提供された抜粋 »

• • • • • • •

とはいえこのような著者の特異性には、裏を返せば「この著者の言っていることは本当なの?」という印象を読者に与えるマイナス面もある。一例をあげよう。著者はAIの研究者らしく、独立した複数のデーモン(コンピューターサイエンスでは、「デーモン」とは、バックグラウンドで動作する自立的なプロセスを意味する)が、意識などの心の資源を求めて競い合う場として脳や心をとらえているが、たいていの読者は自分の認知の様態を著者のレベルの緻密さで観察する能力を持たないはずなので、このような説明は「なぜなぜ物語」のように聞こえるかもしれない。
しかし現代の脳科学や認知心理学の知見を動員すれば、著者が無根拠な言辞を弄しているわけではないことはたちどころにわかるはずだ。訳者は先般ロバート・クルツバン著『だれもが偽善者になる本当の理由』(柏書房、二〇一四年)という心のモジュール理論を{敷衍/ふえん}する本を訳した。ここでその詳細を述べることはできないが、この本の「モジュール」と記述されている箇所を「デーモン」と置き換えれば、すんなりと本書(『脳はすごい』)の主張を理解できるはずだ。クルツバンは専門の神経科学者ではないので、もう一冊拙訳のなかから神経科学者の著書をあげておこう。それはスタニスラス・ドゥアンヌ著『意識と脳――思考はいかにコード化されるか』(紀伊國屋書店、二〇一五年)である。この本は意識が生じるときには脳でいかなる現象が生じているかを解明する書であり、本書の著者クラーク・エリオットの抱えていた問題が、認知機能の壊乱という意識(および無意識)の様態に関わる障害であることからしても、『意識と脳』が本書を理解する上で格好の参考書になることがわかるはずだ。ここではモジュール性に言及する箇所を一つだけ引用しておく。
(……)モジュール性が有用なのは、知識のドメインのそれぞれに対して、皮質に独自の調整が求められるからだ。たとえば空間認識のための神経回路は、風景を認識したり、過去のできごとを記憶したりする神経回路とは異なる機能を実行しなければならない。しかし意思決定は、複数の知識の源泉に基づいてなされるケースが多々ある。水を求めてただ一頭でサバンナをさまようゾウを想像してみよう。このゾウの生存は、近くに水場を見つけられるか否かにかかっている。目の届かない遠方の場所に移動するという決定は、心の空間マップなどの利用可能な情報を効率的に活用する能力や、目印や経路を見分ける視覚的な認識能力、あるいは過去に水場の発見に成功したときのことや、失敗したときのことを思い出す能力に依拠して下されねばならない。(……)かくして意識は、現状が要求する必要性に見合ったすべての知識の源を柔軟に活用するための手段として、太古の昔に進化したのかもしれない。
この記述からも、エリオットは、視覚皮質にダメージを負ったために「知識のドメインのそれぞれに対して、皮質の独自の調整」をすることができなくなり、「心の空間マップなどの利用可能な情報を効率的に活用する能力」や「視覚的な認識能力」、さらには過去の経験を「思い出し」それらの一切合財を統合する能力を失ってしまったのだということがよくわかる。

• • • • • • •

課題内容 » 抜粋のうち、「しかし現代の脳科学や認知心理」を含む語句で始まり「箇所を一つだけ引用しておく。」で終わる部分を、一字一句違えずに打ち直してください。

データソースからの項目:
• • • • • • •

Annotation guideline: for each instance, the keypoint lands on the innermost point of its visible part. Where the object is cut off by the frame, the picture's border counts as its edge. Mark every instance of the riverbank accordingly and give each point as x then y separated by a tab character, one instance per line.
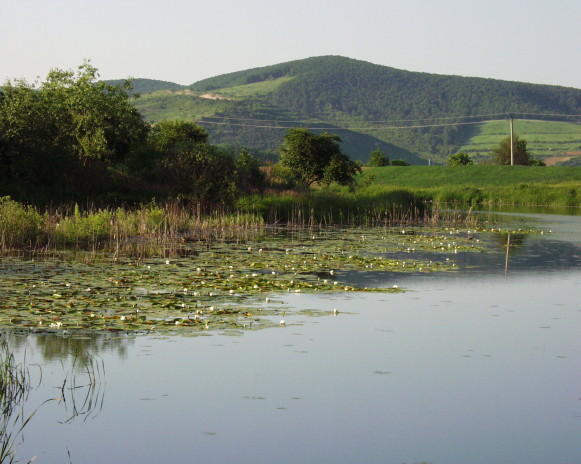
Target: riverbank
488	185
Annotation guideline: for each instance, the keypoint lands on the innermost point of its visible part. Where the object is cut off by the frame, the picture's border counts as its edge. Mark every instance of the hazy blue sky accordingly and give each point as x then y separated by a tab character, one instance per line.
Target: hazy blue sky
187	40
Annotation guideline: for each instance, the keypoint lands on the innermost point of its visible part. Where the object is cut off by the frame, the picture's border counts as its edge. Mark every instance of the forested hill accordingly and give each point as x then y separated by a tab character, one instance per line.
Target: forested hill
143	86
361	102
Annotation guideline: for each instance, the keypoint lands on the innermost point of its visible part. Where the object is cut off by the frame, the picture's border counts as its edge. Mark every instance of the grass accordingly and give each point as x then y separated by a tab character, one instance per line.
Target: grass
544	138
14	387
482	184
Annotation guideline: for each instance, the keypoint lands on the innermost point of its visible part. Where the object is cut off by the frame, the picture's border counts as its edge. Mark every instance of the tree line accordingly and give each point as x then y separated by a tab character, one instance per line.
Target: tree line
76	138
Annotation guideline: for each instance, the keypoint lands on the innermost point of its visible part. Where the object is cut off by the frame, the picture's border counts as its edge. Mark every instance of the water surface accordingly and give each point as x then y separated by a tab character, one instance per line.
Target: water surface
479	366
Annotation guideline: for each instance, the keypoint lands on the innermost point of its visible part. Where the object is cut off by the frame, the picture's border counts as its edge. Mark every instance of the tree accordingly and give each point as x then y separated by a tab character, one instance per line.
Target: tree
459	159
378	159
63	135
248	173
167	134
204	173
316	158
522	156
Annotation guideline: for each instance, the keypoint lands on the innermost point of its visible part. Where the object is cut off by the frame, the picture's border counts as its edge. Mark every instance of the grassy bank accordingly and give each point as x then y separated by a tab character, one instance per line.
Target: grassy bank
482	184
151	229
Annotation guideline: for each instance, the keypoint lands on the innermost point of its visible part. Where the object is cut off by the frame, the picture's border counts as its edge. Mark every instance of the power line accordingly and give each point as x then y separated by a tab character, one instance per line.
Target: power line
421	126
275	124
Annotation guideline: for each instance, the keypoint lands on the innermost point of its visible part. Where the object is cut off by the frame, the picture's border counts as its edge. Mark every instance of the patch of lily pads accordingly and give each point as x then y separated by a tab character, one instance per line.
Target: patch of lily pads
212	285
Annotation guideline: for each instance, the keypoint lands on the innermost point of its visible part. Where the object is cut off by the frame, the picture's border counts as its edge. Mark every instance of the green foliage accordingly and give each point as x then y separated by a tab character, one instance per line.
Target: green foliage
459	159
378	159
60	139
522	156
166	135
19	224
316	158
200	172
544	138
346	92
143	86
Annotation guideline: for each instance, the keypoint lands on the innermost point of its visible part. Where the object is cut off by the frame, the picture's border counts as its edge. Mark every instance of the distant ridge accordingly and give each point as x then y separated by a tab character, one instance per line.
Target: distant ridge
143	86
363	103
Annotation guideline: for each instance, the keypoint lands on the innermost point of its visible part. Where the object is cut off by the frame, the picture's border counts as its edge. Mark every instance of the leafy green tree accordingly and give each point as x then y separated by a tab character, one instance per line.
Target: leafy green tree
316	158
62	136
459	159
522	156
248	173
167	134
97	119
204	173
378	159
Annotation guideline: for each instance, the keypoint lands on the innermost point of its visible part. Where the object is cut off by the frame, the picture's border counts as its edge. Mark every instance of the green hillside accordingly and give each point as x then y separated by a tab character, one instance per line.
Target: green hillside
143	86
372	106
545	139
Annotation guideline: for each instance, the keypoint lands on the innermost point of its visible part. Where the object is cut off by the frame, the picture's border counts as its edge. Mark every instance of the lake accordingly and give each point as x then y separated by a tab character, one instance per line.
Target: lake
477	365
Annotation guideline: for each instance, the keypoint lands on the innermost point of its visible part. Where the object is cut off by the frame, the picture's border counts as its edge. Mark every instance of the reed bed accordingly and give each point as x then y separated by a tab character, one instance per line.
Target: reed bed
159	229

• • • • • • •

課題への回答 »
しかし現代の脳科学や認知心理学の知見を動員すれば、著者が無根拠な言辞を弄しているわけではないことはたちどころにわかるはずだ。訳者は先般ロバート・クルツバン著『だれもが偽善者になる本当の理由』(柏書房、二〇一四年)という心のモジュール理論を{敷衍/ふえん}する本を訳した。ここでその詳細を述べることはできないが、この本の「モジュール」と記述されている箇所を「デーモン」と置き換えれば、すんなりと本書(『脳はすごい』)の主張を理解できるはずだ。クルツバンは専門の神経科学者ではないので、もう一冊拙訳のなかから神経科学者の著書をあげておこう。それはスタニスラス・ドゥアンヌ著『意識と脳――思考はいかにコード化されるか』(紀伊國屋書店、二〇一五年)である。この本は意識が生じるときには脳でいかなる現象が生じているかを解明する書であり、本書の著者クラーク・エリオットの抱えていた問題が、認知機能の壊乱という意識(および無意識)の様態に関わる障害であることからしても、『意識と脳』が本書を理解する上で格好の参考書になることがわかるはずだ。ここではモジュール性に言及する箇所を一つだけ引用しておく。